■ **Problem statement**
Find "Expected: for every instance of the boy's dark" in the records that follow; print that line and each subsequent line through the last one, verbatim and with nothing added.

■ **Rows**
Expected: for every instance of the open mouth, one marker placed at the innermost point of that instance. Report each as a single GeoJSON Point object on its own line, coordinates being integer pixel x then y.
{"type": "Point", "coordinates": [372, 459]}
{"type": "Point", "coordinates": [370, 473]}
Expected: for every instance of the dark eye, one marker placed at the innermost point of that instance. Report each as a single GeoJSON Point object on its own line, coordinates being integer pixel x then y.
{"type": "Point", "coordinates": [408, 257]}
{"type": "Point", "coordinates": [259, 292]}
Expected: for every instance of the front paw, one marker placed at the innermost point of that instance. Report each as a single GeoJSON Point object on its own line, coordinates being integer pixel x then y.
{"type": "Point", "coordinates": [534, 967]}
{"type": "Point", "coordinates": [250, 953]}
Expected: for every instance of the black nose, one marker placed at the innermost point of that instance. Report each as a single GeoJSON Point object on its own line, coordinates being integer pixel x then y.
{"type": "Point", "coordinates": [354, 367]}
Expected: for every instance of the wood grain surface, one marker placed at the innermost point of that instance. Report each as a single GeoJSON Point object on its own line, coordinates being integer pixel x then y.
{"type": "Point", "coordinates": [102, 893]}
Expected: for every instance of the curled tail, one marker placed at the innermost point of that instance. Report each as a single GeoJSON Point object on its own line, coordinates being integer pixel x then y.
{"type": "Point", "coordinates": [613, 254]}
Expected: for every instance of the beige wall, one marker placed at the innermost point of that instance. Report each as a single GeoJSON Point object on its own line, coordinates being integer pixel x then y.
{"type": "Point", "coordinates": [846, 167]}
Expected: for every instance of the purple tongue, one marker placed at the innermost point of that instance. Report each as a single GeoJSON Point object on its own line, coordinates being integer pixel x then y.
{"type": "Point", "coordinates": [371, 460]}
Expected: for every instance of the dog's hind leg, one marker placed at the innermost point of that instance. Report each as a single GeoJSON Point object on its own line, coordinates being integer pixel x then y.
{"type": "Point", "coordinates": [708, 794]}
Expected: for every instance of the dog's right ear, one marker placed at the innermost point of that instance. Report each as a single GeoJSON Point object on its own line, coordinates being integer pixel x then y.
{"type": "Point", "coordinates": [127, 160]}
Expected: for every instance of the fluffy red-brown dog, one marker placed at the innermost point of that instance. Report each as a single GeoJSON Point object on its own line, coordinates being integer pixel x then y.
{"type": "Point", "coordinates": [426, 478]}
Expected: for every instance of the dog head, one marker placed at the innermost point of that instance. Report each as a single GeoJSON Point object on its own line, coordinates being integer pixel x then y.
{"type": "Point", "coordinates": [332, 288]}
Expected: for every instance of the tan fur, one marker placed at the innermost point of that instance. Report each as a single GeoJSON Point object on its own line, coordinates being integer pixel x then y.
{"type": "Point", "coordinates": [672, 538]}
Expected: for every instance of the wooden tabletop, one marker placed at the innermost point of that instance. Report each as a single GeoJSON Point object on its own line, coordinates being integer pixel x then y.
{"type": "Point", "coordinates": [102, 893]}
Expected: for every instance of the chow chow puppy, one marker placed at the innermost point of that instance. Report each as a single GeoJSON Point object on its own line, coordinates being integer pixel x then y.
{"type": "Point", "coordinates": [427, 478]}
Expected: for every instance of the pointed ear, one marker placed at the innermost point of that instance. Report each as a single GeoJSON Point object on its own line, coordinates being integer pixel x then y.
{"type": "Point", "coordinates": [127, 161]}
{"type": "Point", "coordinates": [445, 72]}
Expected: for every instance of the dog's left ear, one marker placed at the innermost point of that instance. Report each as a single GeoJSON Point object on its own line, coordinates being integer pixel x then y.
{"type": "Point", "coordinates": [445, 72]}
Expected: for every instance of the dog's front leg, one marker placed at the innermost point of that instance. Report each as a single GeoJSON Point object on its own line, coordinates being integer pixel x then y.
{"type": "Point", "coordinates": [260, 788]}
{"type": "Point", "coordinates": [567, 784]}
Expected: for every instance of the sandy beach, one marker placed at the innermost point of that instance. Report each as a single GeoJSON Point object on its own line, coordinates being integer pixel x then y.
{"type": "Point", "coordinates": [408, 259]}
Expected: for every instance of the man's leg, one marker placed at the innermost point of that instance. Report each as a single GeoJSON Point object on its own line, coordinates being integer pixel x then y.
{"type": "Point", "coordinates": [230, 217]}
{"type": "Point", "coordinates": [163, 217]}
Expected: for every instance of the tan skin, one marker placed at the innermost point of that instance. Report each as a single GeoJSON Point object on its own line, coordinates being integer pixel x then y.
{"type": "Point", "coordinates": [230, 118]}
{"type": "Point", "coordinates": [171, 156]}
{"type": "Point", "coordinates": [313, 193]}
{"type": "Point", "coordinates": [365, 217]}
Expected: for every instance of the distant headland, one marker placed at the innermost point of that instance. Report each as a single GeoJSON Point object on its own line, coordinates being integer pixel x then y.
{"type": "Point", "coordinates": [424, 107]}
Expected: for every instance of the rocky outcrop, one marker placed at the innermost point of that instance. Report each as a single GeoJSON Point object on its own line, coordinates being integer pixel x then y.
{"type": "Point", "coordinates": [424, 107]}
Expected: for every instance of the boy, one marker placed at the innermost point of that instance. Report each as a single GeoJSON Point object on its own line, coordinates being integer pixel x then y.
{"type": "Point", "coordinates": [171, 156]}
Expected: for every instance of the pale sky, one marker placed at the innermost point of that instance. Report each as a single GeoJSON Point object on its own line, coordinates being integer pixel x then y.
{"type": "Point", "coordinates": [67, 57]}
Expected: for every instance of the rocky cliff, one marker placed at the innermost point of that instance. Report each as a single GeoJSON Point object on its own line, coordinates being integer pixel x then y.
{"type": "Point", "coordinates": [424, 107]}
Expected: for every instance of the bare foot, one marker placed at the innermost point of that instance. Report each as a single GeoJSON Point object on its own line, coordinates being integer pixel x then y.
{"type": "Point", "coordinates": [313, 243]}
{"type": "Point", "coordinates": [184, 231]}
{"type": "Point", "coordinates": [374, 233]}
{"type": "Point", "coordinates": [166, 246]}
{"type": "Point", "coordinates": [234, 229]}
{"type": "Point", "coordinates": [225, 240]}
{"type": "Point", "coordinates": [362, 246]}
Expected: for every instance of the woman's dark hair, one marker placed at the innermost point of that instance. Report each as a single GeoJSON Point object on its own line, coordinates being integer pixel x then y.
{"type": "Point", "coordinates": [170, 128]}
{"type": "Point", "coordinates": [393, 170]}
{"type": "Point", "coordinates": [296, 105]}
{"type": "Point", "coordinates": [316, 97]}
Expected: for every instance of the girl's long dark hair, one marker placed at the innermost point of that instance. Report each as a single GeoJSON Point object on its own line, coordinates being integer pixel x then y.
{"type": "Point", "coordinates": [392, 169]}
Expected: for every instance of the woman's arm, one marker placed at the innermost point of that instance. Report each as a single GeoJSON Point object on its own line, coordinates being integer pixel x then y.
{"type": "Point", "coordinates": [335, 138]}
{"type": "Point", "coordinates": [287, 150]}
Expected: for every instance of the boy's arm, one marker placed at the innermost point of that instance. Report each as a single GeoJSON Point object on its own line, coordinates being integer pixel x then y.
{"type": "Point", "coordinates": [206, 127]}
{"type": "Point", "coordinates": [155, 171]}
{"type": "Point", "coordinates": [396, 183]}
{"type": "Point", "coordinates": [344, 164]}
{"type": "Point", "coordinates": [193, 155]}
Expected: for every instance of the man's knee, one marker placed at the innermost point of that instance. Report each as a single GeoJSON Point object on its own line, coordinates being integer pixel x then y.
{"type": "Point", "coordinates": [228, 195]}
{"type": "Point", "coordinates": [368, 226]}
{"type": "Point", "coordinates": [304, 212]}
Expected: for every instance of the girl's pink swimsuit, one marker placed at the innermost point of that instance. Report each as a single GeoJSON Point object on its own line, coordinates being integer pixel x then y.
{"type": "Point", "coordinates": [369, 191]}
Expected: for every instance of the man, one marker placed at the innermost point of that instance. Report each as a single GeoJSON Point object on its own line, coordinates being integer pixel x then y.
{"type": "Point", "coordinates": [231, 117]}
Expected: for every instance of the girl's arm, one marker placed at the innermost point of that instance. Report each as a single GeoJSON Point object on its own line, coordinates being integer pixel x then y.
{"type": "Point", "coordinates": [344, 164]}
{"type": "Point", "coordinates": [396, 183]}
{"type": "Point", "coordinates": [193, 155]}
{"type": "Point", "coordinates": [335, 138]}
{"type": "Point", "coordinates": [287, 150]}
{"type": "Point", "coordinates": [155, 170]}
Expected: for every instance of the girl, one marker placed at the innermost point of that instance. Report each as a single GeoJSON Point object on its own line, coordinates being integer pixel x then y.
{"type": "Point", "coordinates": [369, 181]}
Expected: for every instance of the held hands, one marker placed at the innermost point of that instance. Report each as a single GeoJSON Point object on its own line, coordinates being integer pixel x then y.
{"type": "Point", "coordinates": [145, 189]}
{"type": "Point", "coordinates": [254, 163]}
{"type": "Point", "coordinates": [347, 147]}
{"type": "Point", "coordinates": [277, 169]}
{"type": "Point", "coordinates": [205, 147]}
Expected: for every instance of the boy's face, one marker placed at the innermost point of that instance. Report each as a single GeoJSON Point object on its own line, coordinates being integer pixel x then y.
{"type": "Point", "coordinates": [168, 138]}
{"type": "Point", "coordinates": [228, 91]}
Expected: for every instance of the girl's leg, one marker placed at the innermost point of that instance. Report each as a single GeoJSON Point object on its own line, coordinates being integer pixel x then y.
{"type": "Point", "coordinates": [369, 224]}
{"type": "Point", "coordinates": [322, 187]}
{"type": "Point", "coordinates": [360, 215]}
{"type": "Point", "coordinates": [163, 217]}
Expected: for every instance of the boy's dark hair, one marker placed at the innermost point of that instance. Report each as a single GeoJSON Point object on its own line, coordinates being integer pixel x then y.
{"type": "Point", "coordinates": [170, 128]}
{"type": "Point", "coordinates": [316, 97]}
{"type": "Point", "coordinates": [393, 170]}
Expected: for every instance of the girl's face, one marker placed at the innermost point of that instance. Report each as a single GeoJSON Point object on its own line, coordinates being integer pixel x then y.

■ **Complete response**
Expected: for every instance of the boy's dark hair, one marker placed at the innermost point of that instance. Report each as a single GeoJSON Point object on its own line, coordinates being integer pixel x then y.
{"type": "Point", "coordinates": [170, 128]}
{"type": "Point", "coordinates": [316, 97]}
{"type": "Point", "coordinates": [393, 170]}
Expected: for every instance of the girl's face, one marker placed at the innermost point of that instance. Report each as a single GeoJSON Point object on its own line, coordinates being integer pixel x then y.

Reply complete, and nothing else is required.